Sagen wir, der Sohn hat nun Sport oder Kunst. Nehmen wir Kunst. Da hat er gerade eine neue Lehrerin, die, seiner Aussage nach, keiner mag. Wenn die Klasse zu laut ist, lässt sie Texte abschreiben, obwohl Kollektivstrafen verboten sind. Wenn die Klasse nicht zu laut ist, lässt sie künstlerische Aufgaben erledigen, die, soweit ich bisher mitbekommen habe, vor allem darin bestehen, Zeichnungen abzuzeichnen. Eine 1 bekommt der oder die, der/die am besten abzeichnen kann. Das ist zwar bohlangweilig, der Sohn bekommt aber eine 1, weil er die Zeichnung einfach abpaust. Alternativ macht Sport übrigens auch wenig Spaß, weil zumindest mein Sohn den Sinn vom Auswendiglernen seltsamer Bewegungseinheiten noch nicht erfasst hat und es furchtbar peinlich findet, diese vor allen vorzuturnen.

Grund 9 für ineffektiven Unterricht: Entgegen dem Bio-Rhythmus.

Nach fünf Stunden Lärm, Verspätungen, Frontal- und unlustigem Unterricht ist der Sohn geistig erschöpft. Vielleicht liegt es auch daran, dass er nichts trinkt, damit er nicht das Klo benutzen muss, das so verdreckt ist, dass es ihn ekelt. Er isst nur begrenzt, dann bekommt er auch keinen Durst, so meine Vermutung. In Stunde 6 ist es auch Highnoon, die meisten Menschen sind um die Mittagszeit auch nicht mehr wirklich aufnahmebereit. Es ist also wirklich ein Wunder, wenn in Stunde 6 noch etwas in den Köpfen haften bleibt. Einige Lehrer und Lehrerinnen machen auch etwas früher Schluss, weil noch gefegt werden muss.

Grund 10 für ineffektiven Unterricht: Konfliktklärung!

Ungefähr die Hälfte meiner Arbeitszeit geht für Konfliktklärung drauf. Weil der oder die das oder jenes zu dem oder der gesagt, oder angeblich gesagt hat, oder der oder die dem oder der – Man stelle sich das vor! – Blicke zugeworfen hat! Ja, wo kommen wir denn dahin?

**Bereitgestellte Daten**.
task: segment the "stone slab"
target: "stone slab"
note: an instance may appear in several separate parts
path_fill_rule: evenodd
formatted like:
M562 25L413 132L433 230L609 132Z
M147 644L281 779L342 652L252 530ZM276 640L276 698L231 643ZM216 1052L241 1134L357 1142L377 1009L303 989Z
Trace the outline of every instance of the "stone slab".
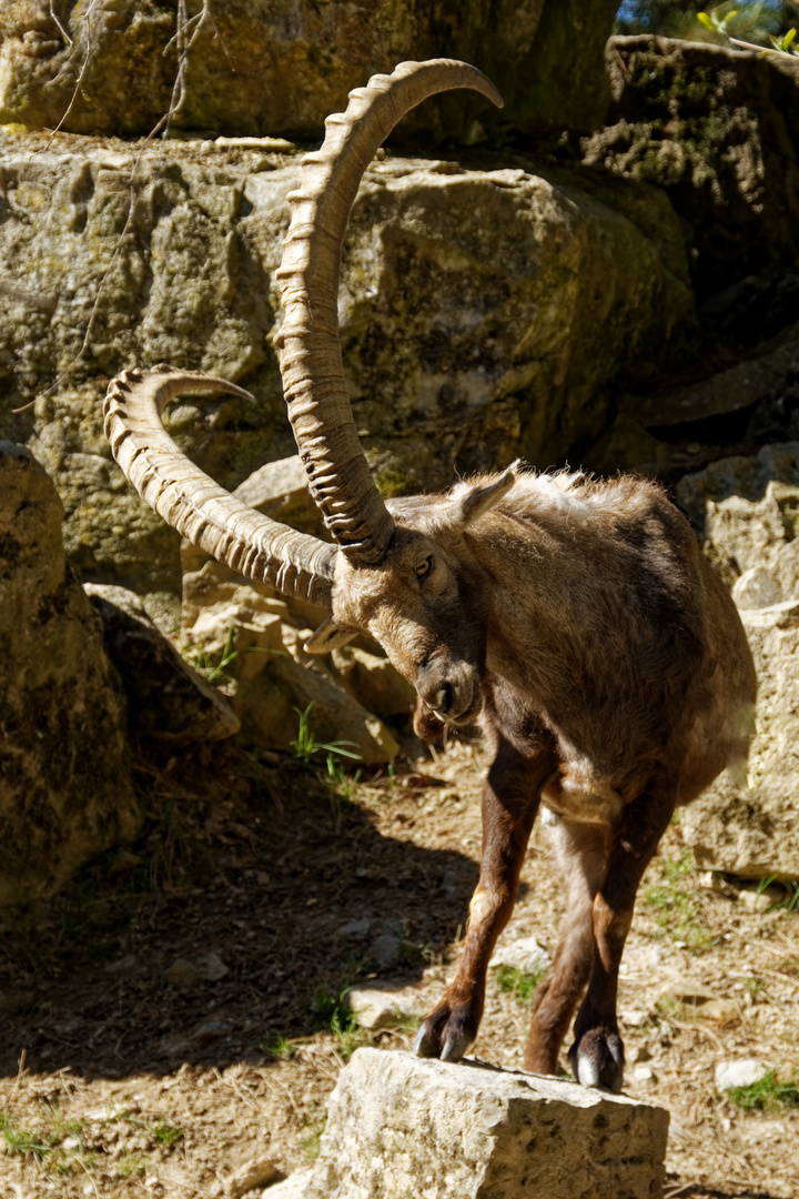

**Aufgaben**.
(a) Entnimm den Datensätzen sämtliche Zeilen und gib sie unverändert wieder, lass dabei aber die Bilder weg.
(b) Erweitere den Text über Gründe für ineffektiven Unterricht, indem du nach seinem letzten Satz weiterschreibst.
Der Text und die Datensätze sind voneinander unabhängiges Material.

**Antworten**.
(a)
task: segment the "stone slab"
target: "stone slab"
note: an instance may appear in several separate parts
path_fill_rule: evenodd
formatted like:
M562 25L413 132L433 230L609 132Z
M147 644L281 779L342 652L252 530ZM276 640L276 698L231 643ZM216 1052L241 1134L357 1142L377 1009L303 989Z
Trace the outline of every instance of the "stone slab".

(b)
War ich am Anfang meiner Lehrerinnenlaufbahn noch der Meinung, mich da mehr oder weniger raushalten zu müssen, lege ich inzwischen großen Wert auf gelöste Konflikte oder zumindest Stillstandsabkommen, denn die Konflikte schlagen sich sofort auf die Gruppenatmosphäre nieder. Und wer kann schon gut lernen, wenn ihm das eine oder andere Bauchschmerzen bereitet. Umgekehrt bedeutet dies auch: Schüler und Schülerinnen mit Problemen, gleich welcher Art, können nicht so gut lernen, was das Schulsystem, wenn Konflikte ausgeblendet werden, auch wiederum ineffektiv macht.

Fazit: Das, was die Schule an einem Vormittag an Unterrichtsstoff vermittelt, kann man zu Hause, großzügig geschätzt, in ein bis zwei Stunden vermitteln. Aus dem Haus ist das Kind aber sieben Stunden. Wenn ich noch die Erholungszeit vom Stress dazurechne, noch mehr. So bleibt immer meine bescheidene Hoffnung, dass der Sohn seelisch nicht allzu viel Schaden erleidet, stresstolerant wird und lernt, wie man mit schrägen Typen umgeht, ohne selbst allzu schräg zu werden. Und dass er ein Leben lang von den Freundschaften profitiert, die er in den Pausen pflegen kann.

*Es ist schlimmer.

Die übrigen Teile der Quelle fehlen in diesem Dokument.